** Begin Given information **
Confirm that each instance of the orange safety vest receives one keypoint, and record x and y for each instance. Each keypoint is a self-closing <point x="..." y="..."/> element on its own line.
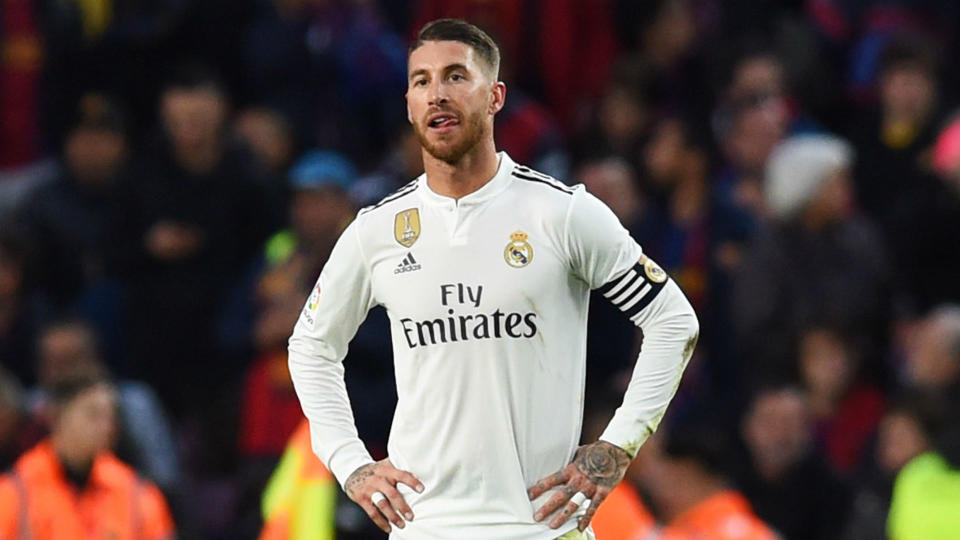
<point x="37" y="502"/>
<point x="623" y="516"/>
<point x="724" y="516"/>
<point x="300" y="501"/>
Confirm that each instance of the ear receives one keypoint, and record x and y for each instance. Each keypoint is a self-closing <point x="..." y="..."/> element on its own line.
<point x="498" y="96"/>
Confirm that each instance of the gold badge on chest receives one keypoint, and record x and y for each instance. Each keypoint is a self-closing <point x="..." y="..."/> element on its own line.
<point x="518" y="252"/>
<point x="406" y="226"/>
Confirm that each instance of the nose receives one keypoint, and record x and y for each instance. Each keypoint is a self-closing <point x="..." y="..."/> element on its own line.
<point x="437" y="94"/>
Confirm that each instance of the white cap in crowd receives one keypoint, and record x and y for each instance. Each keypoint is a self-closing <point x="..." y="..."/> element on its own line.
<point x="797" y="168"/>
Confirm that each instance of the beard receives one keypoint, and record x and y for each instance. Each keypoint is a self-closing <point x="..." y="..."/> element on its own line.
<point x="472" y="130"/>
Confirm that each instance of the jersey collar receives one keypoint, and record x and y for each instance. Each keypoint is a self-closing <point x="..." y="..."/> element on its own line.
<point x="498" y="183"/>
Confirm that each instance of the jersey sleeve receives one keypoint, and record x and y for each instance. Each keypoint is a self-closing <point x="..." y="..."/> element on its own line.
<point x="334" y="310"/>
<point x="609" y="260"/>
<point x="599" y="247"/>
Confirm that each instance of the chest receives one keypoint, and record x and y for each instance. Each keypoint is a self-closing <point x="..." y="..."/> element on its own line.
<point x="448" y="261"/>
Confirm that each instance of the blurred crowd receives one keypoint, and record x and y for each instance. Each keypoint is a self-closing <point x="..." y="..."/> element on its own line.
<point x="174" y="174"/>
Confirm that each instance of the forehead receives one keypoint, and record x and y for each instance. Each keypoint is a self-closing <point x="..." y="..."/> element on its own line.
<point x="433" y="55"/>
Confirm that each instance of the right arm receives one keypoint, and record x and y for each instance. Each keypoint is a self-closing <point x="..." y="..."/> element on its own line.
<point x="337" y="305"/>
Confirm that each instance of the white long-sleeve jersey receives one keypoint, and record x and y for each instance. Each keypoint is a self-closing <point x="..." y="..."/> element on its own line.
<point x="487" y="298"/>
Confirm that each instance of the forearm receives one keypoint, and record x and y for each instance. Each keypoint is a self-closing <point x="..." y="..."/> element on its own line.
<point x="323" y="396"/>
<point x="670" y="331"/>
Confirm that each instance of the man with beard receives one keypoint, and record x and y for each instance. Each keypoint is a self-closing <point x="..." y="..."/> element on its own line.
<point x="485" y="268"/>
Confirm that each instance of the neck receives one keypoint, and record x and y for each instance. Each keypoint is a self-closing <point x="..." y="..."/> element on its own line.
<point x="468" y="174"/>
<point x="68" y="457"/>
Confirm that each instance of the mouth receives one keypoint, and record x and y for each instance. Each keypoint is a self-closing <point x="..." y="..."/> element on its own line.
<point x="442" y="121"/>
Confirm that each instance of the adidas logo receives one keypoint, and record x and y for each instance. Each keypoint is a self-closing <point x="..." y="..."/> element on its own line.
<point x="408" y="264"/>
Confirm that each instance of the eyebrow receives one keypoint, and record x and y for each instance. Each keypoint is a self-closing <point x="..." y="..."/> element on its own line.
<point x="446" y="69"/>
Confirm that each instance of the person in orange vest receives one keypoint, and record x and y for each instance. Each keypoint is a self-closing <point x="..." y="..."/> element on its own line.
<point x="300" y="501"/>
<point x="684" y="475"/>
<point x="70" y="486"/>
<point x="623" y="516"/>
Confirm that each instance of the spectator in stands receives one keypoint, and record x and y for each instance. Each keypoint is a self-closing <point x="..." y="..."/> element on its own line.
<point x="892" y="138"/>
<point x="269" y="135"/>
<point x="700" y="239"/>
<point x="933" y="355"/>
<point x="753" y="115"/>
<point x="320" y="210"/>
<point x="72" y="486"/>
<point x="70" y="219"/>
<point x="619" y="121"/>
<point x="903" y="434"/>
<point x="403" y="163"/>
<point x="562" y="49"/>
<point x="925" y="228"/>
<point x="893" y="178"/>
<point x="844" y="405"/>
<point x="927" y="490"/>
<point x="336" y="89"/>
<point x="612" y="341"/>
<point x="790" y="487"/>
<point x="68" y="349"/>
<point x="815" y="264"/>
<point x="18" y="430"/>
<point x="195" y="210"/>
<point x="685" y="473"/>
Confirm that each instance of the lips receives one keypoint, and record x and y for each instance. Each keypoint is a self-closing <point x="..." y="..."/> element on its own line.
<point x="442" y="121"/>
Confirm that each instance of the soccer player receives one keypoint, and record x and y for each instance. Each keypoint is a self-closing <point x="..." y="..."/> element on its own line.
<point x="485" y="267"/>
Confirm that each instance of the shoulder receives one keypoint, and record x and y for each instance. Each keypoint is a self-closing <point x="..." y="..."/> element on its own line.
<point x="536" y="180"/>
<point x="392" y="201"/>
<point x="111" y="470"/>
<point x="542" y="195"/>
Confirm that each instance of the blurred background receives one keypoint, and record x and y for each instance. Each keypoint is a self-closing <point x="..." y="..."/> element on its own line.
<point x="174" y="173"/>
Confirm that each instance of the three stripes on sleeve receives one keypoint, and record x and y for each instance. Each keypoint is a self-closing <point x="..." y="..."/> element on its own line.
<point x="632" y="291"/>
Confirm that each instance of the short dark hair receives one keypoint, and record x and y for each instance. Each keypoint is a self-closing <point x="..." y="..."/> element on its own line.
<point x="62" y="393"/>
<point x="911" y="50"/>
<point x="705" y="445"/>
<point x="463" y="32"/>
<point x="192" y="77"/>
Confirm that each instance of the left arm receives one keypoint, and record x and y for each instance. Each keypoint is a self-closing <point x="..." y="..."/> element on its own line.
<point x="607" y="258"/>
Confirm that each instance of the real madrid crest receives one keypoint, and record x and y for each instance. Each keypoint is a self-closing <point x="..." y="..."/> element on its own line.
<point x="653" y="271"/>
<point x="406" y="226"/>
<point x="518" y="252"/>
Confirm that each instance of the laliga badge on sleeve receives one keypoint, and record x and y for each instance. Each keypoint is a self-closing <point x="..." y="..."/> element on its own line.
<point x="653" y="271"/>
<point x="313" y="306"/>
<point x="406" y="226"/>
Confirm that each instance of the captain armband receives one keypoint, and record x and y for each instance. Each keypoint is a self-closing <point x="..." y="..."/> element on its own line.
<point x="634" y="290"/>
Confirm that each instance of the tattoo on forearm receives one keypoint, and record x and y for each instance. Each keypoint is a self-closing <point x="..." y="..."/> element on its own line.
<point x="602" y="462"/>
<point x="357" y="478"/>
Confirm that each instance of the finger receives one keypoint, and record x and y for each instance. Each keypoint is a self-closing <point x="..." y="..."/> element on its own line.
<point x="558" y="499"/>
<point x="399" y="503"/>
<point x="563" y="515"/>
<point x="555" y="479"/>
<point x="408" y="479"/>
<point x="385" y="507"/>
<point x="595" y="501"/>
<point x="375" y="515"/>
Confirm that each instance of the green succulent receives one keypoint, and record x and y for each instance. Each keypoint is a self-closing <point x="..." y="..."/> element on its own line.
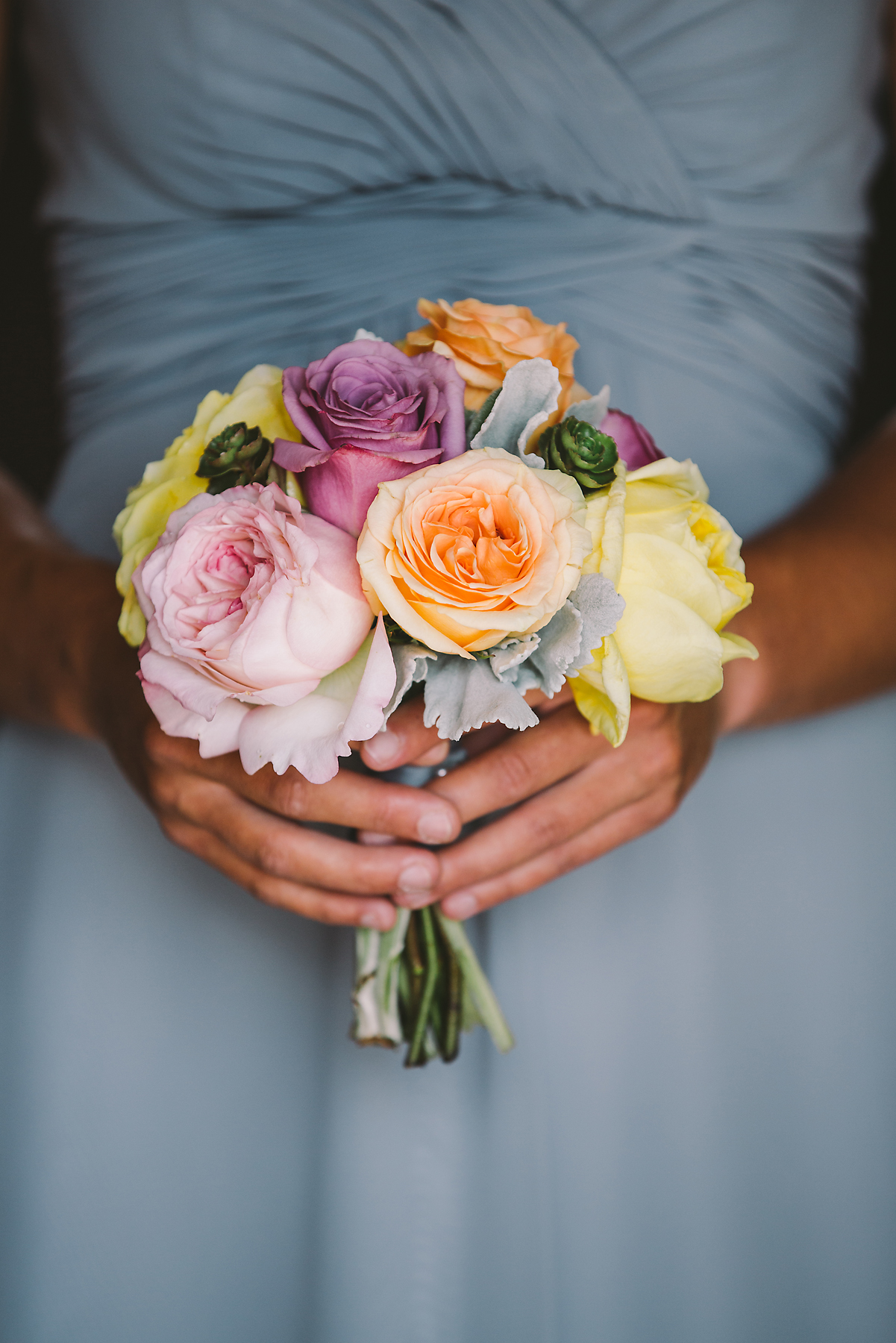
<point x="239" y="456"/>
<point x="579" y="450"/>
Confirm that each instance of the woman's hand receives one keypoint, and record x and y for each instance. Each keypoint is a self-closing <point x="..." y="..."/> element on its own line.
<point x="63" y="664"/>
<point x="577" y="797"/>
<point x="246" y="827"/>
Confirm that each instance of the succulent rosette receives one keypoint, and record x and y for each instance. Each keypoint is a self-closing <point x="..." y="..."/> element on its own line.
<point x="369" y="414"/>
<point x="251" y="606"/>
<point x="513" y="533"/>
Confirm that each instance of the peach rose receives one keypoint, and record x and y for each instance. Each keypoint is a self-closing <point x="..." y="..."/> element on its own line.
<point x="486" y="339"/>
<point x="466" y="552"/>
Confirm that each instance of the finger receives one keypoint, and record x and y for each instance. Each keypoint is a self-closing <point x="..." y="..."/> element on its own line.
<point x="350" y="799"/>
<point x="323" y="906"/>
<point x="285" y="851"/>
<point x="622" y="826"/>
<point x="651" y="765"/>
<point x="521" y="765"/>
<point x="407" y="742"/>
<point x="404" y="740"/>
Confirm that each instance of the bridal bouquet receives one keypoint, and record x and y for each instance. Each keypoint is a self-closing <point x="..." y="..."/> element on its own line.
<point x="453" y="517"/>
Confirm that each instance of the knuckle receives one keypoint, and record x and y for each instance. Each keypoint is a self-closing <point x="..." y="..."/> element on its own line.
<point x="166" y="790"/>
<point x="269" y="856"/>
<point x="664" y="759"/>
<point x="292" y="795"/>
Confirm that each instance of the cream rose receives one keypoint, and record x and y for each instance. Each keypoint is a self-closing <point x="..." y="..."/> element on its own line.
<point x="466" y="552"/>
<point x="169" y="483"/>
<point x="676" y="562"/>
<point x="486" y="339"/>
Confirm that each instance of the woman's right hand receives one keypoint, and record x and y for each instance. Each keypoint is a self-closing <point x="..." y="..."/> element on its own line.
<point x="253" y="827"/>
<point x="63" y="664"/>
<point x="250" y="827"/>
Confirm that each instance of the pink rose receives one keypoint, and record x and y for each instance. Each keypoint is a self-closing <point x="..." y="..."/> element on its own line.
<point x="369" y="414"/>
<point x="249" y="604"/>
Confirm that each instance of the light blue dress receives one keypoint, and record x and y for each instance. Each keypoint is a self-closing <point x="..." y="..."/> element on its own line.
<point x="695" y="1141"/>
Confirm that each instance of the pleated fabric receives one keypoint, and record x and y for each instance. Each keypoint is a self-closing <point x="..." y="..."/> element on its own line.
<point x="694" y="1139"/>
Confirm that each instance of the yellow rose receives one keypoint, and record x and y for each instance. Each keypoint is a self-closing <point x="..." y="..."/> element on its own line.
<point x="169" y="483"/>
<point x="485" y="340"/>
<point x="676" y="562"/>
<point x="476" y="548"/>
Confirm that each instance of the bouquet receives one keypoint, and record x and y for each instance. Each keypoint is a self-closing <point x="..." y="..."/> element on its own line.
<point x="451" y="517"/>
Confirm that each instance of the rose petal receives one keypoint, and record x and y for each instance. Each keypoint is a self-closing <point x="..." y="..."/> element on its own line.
** End Given information **
• _What the exercise asks_:
Each line from the one containing "Confirm that each instance of the woman's right" to the final line of the entries above must be returned exactly, and no other line may appear.

• _Task solution_:
Confirm that each instance of the woman's right hand receives one keypoint, and record x and y for each instance. Each keypoint is a self-closing <point x="..." y="..."/> element on its own line.
<point x="253" y="827"/>
<point x="63" y="664"/>
<point x="250" y="827"/>
Confirm that each instance of the pink rose receives one keypoint, and record x and y for each instance. Each keypoint is a self-closing <point x="..." y="..."/> element on its own line.
<point x="369" y="414"/>
<point x="249" y="604"/>
Confirm that each instance of the light blue dress receives one keypoint, and record x and y for each instance. Each keypoint is a self-closing <point x="..." y="..."/> element on its own line.
<point x="695" y="1141"/>
Confirm that each instance of the pleated fabric receives one keypoint, and record x and y for each instance. Each keypoint is a self-closing <point x="..." y="..."/> element on its own line.
<point x="694" y="1139"/>
Confirm that each instance of the yellow rose receives one keypoint, and record x and y for each instance. Each keypoint is a self-closing <point x="..." y="..."/> element on its own line.
<point x="169" y="483"/>
<point x="485" y="340"/>
<point x="676" y="562"/>
<point x="476" y="548"/>
Confirm that each instance of the bouquet receives one keypoint, and record x and y for each instance. Each keypoint is a self-closing <point x="..." y="..."/> element on its own line.
<point x="451" y="517"/>
Confirm that each instance of the rose petal receives one keypoint, and record x and y for each instance. Each keypoint is a self-closing <point x="..." y="..."/> element on its own line.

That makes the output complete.